[Work to do]:
**1.** In the text on automating flight operations data, transcribe the portion that begins with the words "A single integrated" and ends with "the database faster.".
**2.** According to the text on automating flight operations data, what format is used to manage the runway database?

To do this, we overlaid a Type-A chart (shown in white in the diagram on Google Earth). We had to calculate the straight-line part and the curved flight path. For a curved flight path, we made drawings to get the radius and angles. These tasks took time to complete, and our team wanted to avoid having to do them. To remedy this, we decided to implement a system to automate part of the process. The results are time savings and reduced workload.

SOLVING THE PROBLEM

To solve the problem, we decided to implement a system that automates the data management process. Our Flight Operations engineers and OCC discussed what needed to be done and the necessary functions. Firstly, simple NOTAM input is a necessary feature, so that the solution is easy to use. Secondly, the system had to read information automatically, visualize it on a map and measure the necessary distances for takeoff and performance evaluation. Easy communication across the OCC and flight operations teams was also an important requirement.

Figure 7

A single integrated system

As we manage the runway database in a spreadsheet, we wanted to integrate it into one system, so airport and obstacle data can be managed together. When obstacle data or runway data is updated, we have to reflect it in the EFB database. Also, we needed an export function, in order to be able to update the database faster.

From these functions, we expected that the process of evaluation could be done accurately and instantly. Furthermore, the workload for OCC and the Flight Operations engineers needed to be reduced, so engineers could focus on other tasks, and flight dispatchers could spend more time on flight planning. Automating the process would eliminate people-dependent tasks, enabling us to deliver the necessary information to pilots without delay and improve operational efficiency.

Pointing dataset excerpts
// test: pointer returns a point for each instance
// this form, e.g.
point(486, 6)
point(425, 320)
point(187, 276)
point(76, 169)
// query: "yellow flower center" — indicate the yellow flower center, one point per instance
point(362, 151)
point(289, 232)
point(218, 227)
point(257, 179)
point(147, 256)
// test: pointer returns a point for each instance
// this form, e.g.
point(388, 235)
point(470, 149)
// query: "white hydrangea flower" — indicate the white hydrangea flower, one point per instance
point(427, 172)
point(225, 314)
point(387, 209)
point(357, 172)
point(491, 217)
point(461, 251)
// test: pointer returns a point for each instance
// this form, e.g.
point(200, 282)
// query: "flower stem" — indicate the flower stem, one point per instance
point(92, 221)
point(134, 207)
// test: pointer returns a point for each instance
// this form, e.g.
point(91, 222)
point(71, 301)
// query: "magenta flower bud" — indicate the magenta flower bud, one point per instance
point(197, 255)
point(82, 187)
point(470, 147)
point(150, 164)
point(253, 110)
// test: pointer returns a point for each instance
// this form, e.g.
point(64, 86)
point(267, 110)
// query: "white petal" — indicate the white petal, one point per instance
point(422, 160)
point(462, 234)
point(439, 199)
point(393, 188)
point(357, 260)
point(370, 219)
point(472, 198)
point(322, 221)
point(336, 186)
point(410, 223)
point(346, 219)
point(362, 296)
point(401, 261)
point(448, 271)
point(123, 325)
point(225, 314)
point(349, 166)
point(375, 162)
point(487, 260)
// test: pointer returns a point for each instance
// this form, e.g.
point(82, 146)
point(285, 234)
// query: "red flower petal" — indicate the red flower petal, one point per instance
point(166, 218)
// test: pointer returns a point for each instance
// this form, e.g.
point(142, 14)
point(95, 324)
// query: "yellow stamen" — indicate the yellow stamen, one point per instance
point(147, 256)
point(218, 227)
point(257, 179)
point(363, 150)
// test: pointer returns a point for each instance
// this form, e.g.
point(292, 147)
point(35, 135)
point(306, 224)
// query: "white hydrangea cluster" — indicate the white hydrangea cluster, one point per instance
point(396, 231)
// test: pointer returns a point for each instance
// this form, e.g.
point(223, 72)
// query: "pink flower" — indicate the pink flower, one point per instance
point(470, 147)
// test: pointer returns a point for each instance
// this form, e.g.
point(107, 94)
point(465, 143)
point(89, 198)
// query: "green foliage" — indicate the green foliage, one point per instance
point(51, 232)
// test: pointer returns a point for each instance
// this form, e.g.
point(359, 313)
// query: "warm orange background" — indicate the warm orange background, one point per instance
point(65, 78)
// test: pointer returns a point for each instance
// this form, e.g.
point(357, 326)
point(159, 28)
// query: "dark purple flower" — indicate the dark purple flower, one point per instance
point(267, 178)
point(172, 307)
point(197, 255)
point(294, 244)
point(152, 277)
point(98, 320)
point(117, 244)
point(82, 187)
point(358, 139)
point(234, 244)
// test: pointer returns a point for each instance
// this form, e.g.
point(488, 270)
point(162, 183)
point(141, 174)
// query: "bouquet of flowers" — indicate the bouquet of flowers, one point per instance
* * *
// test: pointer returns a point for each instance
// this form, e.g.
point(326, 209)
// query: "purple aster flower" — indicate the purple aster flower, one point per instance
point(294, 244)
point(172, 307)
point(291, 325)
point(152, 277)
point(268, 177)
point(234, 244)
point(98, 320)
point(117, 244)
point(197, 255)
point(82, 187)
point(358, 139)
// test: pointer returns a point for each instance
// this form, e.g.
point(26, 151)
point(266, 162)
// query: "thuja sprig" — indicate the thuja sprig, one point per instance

[Outputs by task]:
**1.**
A single integrated system

As we manage the runway database in a spreadsheet, we wanted to integrate it into one system, so airport and obstacle data can be managed together. When obstacle data or runway data is updated, we have to reflect it in the EFB database. Also, we needed an export function, in order to be able to update the database faster.

**2.** A spreadsheet.